### What is being asked
Below are records to be output exactly, every one of them.

### The data
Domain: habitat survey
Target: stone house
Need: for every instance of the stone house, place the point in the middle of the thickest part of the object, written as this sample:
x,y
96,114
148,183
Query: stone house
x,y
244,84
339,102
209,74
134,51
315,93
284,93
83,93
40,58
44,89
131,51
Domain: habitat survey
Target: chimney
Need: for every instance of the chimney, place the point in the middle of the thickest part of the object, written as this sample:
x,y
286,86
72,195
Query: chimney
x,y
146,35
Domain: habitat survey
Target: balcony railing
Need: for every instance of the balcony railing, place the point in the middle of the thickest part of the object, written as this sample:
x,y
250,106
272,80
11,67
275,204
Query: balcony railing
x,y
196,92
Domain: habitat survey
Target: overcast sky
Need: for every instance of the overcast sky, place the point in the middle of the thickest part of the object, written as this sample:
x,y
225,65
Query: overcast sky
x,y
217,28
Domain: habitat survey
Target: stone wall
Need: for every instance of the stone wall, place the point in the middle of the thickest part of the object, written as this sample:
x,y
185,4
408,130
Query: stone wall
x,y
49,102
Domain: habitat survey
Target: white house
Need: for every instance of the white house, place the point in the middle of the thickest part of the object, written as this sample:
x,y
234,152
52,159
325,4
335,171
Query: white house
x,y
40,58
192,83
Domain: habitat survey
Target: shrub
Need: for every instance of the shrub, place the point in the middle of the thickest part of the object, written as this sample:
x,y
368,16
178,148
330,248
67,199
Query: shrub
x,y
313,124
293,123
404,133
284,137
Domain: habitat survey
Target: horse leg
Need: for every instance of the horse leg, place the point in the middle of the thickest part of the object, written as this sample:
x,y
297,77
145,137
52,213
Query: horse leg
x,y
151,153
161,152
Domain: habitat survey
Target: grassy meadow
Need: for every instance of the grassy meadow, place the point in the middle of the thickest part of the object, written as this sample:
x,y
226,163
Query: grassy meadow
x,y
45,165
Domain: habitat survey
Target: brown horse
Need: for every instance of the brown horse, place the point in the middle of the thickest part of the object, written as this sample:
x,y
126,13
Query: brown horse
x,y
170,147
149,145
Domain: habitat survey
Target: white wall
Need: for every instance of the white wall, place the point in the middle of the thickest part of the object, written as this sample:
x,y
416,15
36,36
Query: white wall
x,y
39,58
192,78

### Reply to the task
Domain: habitat survey
Target: stone house
Need: for every instance of the stone house, place the point in the middle of the thickest part of the object, written as this sample:
x,y
96,114
148,183
Query: stone house
x,y
244,84
339,102
209,74
134,51
315,93
284,93
83,93
40,58
44,89
131,51
Domain: habitat survey
Target: chimney
Need: for every instance of the chimney, place the point in the middle of the thickest part of the object, written as this sample:
x,y
286,86
72,195
Query: chimney
x,y
146,35
Domain: habitat survey
Target: balcony railing
Need: for every instance of the balcony railing, place the point in the middle of the thickest part of the object, written as this sample:
x,y
250,106
272,80
11,67
275,204
Query: balcony railing
x,y
196,92
Domain: habitat survey
Target: overcast sky
Need: for every instance of the overcast sky, place the point in the middle of the thickest part of the object, written as this sample:
x,y
225,65
Query: overcast sky
x,y
217,28
Domain: habitat survey
Target: stone wall
Need: for every instance of the stone wall, place the point in the middle of the thickest part of the object, written as this sample:
x,y
185,4
408,130
Query: stone wall
x,y
49,102
Domain: habitat survey
Target: white house
Need: for every instance of the white house, place the point in the middle of the thickest part of the object, written as this sample:
x,y
234,152
52,159
325,4
335,171
Query: white house
x,y
40,58
192,83
Domain: habitat survey
Target: shrub
Need: for every instance of the shrub, place the point in the middle of the thickest part of the object, written as this sample:
x,y
368,16
178,148
330,248
67,199
Query: shrub
x,y
313,124
293,123
404,133
284,137
Domain: habitat survey
Target: horse leg
Need: for every instance of the horse leg, place the point in the middle of the thickest part of the object, written as this sample:
x,y
297,77
145,137
52,213
Query: horse leg
x,y
151,153
161,152
Domain: habitat survey
Target: grassy meadow
Need: for every instance of the grassy meadow, place the point in the middle of the thickest part of the object, written as this sample:
x,y
226,163
Query: grassy meadow
x,y
45,165
Domain: habitat survey
Target: brown horse
Need: for every instance of the brown horse, place the point in the middle of the thickest part of the object, written as this sample:
x,y
126,13
Query: brown horse
x,y
170,147
149,145
Domain: habitat survey
Target: white wall
Need: for every instance of the white wall, place the point in the middle of the thickest part of the object, written as this sample:
x,y
416,15
36,36
Query: white wall
x,y
39,58
192,78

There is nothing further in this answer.